* **Your instructions**
The entries need to be copied exactly.

•••

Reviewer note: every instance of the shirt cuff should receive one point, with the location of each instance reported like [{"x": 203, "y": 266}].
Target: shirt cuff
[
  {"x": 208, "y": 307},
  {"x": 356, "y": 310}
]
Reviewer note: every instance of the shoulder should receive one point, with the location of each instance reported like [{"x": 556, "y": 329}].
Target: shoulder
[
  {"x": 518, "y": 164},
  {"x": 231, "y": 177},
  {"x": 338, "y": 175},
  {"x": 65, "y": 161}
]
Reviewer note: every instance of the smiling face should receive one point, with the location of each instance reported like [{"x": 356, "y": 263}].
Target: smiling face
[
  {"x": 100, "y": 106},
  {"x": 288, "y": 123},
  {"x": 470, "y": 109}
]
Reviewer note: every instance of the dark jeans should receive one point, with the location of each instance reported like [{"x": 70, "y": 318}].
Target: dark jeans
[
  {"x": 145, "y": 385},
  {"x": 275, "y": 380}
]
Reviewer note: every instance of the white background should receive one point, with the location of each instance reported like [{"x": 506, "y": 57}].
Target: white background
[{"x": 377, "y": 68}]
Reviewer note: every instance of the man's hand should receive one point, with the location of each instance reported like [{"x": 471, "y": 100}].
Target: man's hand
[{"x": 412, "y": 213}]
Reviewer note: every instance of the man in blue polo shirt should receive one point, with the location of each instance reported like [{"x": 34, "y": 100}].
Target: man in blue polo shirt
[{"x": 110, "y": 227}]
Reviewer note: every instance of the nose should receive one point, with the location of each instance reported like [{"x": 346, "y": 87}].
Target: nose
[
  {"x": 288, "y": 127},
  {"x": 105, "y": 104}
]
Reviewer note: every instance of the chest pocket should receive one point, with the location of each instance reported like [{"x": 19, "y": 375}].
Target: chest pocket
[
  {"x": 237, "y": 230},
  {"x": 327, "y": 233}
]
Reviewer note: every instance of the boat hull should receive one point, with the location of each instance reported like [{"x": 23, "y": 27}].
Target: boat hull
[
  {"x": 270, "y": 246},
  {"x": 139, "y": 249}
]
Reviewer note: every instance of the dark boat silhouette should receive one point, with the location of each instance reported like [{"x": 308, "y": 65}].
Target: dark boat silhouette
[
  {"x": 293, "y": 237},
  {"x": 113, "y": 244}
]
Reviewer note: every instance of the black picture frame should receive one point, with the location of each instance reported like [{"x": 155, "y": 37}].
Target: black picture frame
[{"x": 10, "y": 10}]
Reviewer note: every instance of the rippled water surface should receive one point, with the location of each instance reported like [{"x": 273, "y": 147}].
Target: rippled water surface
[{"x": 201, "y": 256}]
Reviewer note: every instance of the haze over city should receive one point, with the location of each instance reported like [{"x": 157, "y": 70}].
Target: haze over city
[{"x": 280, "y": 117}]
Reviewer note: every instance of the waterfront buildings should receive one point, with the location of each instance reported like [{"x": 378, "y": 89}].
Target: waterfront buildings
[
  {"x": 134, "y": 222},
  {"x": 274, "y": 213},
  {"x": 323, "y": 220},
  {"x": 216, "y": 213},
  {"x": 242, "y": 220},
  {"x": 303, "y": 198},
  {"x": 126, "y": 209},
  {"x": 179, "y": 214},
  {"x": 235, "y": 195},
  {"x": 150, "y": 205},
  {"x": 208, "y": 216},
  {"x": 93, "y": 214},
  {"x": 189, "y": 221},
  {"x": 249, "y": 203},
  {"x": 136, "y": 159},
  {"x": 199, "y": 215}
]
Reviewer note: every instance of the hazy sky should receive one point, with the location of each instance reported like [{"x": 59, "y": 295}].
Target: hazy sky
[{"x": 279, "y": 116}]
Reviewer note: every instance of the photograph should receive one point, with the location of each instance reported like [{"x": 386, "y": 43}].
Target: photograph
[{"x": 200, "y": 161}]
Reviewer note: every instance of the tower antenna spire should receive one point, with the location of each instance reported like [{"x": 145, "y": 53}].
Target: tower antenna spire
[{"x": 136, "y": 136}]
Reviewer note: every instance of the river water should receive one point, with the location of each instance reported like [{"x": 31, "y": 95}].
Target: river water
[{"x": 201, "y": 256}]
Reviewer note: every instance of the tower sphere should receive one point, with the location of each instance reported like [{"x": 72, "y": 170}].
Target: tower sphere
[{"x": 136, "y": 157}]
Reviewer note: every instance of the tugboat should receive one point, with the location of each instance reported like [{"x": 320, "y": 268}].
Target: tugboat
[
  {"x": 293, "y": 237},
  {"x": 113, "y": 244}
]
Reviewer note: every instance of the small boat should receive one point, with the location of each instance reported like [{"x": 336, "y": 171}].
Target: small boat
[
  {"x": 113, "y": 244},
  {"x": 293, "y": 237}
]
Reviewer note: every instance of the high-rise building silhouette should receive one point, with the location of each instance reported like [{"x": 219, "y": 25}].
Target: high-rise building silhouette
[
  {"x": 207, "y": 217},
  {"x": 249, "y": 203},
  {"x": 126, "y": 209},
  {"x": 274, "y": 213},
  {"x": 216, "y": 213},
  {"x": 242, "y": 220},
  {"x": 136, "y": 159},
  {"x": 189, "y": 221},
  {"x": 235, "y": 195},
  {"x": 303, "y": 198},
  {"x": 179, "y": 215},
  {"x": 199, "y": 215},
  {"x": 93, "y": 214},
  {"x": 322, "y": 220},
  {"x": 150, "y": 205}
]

•••

* **Answer**
Reviewer note: every instance of the shirt cuff should receive one point, with the location of each instance reported like [{"x": 203, "y": 266}].
Target: shirt cuff
[
  {"x": 208, "y": 307},
  {"x": 356, "y": 310}
]
Reviewer note: every instance of the shoulder should receive one point, with the location of each instance reported like [{"x": 556, "y": 329}].
Target: shoulder
[
  {"x": 518, "y": 164},
  {"x": 231, "y": 177},
  {"x": 338, "y": 175},
  {"x": 65, "y": 161}
]
Reviewer note: every instance of the smiling face should receive one point, with the location of each instance reported like [{"x": 356, "y": 263}].
Target: smiling face
[
  {"x": 100, "y": 106},
  {"x": 288, "y": 123},
  {"x": 470, "y": 109}
]
Reviewer note: every instance of the dark jeans should receive one point, with the location of each instance reported like [{"x": 70, "y": 318}].
Target: dark jeans
[
  {"x": 145, "y": 385},
  {"x": 275, "y": 380}
]
Reviewer note: every instance of the white background should receive one point, with the location of each instance reported like [{"x": 506, "y": 57}].
Target: white background
[{"x": 377, "y": 68}]
Reviewer note: every instance of the man's hand should receive one point, with the location of each instance reported like [{"x": 471, "y": 100}].
Target: man's hand
[{"x": 412, "y": 213}]
Reviewer note: every instance of the man in blue polo shirt should receive one point, with the location of each instance reported like [{"x": 34, "y": 100}].
Target: man in blue polo shirt
[{"x": 110, "y": 227}]
Reviewer note: every instance of the nose should receive one point, with the location of each instance reported like [{"x": 346, "y": 87}].
Target: nose
[
  {"x": 288, "y": 127},
  {"x": 105, "y": 104}
]
Reviewer note: every instance of the chest pocket should receive one point, with the location of each instance reported like [{"x": 19, "y": 375}].
Target: chest pocket
[
  {"x": 237, "y": 230},
  {"x": 327, "y": 233}
]
Reviewer note: every instance of the boat hull should receive one point, with the location of each instance reported like [{"x": 23, "y": 27}].
Target: boat hull
[
  {"x": 270, "y": 246},
  {"x": 139, "y": 249}
]
Reviewer note: every instance of the dark boat silhouette should receive one point, with the location of each instance reported like [{"x": 308, "y": 65}].
Target: dark boat silhouette
[
  {"x": 293, "y": 237},
  {"x": 113, "y": 244}
]
Reviewer note: every instance of the black picture frame should receive one point, with the location of each instance reported like [{"x": 155, "y": 37}].
Target: black picture frame
[{"x": 10, "y": 10}]
Reviewer note: every instance of the rippled water surface should receive one point, with the location of each instance reported like [{"x": 273, "y": 147}].
Target: rippled water surface
[{"x": 201, "y": 256}]
Reviewer note: every instance of the haze over city should receive one point, with the location of each instance reported like [{"x": 157, "y": 70}].
Target: haze over city
[{"x": 280, "y": 117}]
Reviewer note: every instance of the waterfront buildings should receive one point, with the location of each instance reported like [{"x": 378, "y": 89}].
Target: waterfront buildings
[
  {"x": 134, "y": 222},
  {"x": 274, "y": 213},
  {"x": 323, "y": 220},
  {"x": 216, "y": 213},
  {"x": 242, "y": 220},
  {"x": 303, "y": 198},
  {"x": 126, "y": 209},
  {"x": 179, "y": 214},
  {"x": 235, "y": 195},
  {"x": 150, "y": 205},
  {"x": 208, "y": 216},
  {"x": 93, "y": 214},
  {"x": 189, "y": 221},
  {"x": 249, "y": 203},
  {"x": 136, "y": 159},
  {"x": 199, "y": 215}
]
Reviewer note: every instance of the hazy sky should receive one point, with the location of each instance reported like [{"x": 59, "y": 295}].
Target: hazy sky
[{"x": 279, "y": 116}]
Reviewer note: every instance of the photograph should receive one point, with the location of each instance reported like [{"x": 386, "y": 43}].
Target: photograph
[{"x": 200, "y": 161}]
Reviewer note: every instance of the tower antenna spire should receive one point, with the location of each instance reported like [{"x": 145, "y": 53}].
Target: tower antenna spire
[{"x": 136, "y": 136}]
Reviewer note: every instance of the river water should receive one point, with the location of each instance reported like [{"x": 31, "y": 95}].
Target: river water
[{"x": 201, "y": 256}]
Reviewer note: every instance of the tower sphere should receive one point, with the location of each instance reported like [{"x": 72, "y": 170}].
Target: tower sphere
[{"x": 136, "y": 157}]
Reviewer note: every instance of the tugboat should receive one point, with the location of each instance reported like [{"x": 320, "y": 268}].
Target: tugboat
[
  {"x": 293, "y": 237},
  {"x": 113, "y": 244}
]
Reviewer note: every instance of the small boat should receive one point, with the location of each instance reported like [{"x": 336, "y": 171}].
Target: small boat
[
  {"x": 113, "y": 244},
  {"x": 293, "y": 237}
]
Reviewer note: every instance of the high-rise building silhouette should receive one point, with the location of each instance reported like [{"x": 219, "y": 25}].
Target: high-rise building silhouette
[
  {"x": 207, "y": 217},
  {"x": 249, "y": 203},
  {"x": 126, "y": 209},
  {"x": 274, "y": 213},
  {"x": 216, "y": 213},
  {"x": 242, "y": 220},
  {"x": 136, "y": 159},
  {"x": 189, "y": 221},
  {"x": 235, "y": 195},
  {"x": 303, "y": 198},
  {"x": 179, "y": 215},
  {"x": 199, "y": 215},
  {"x": 93, "y": 214},
  {"x": 322, "y": 220},
  {"x": 150, "y": 205}
]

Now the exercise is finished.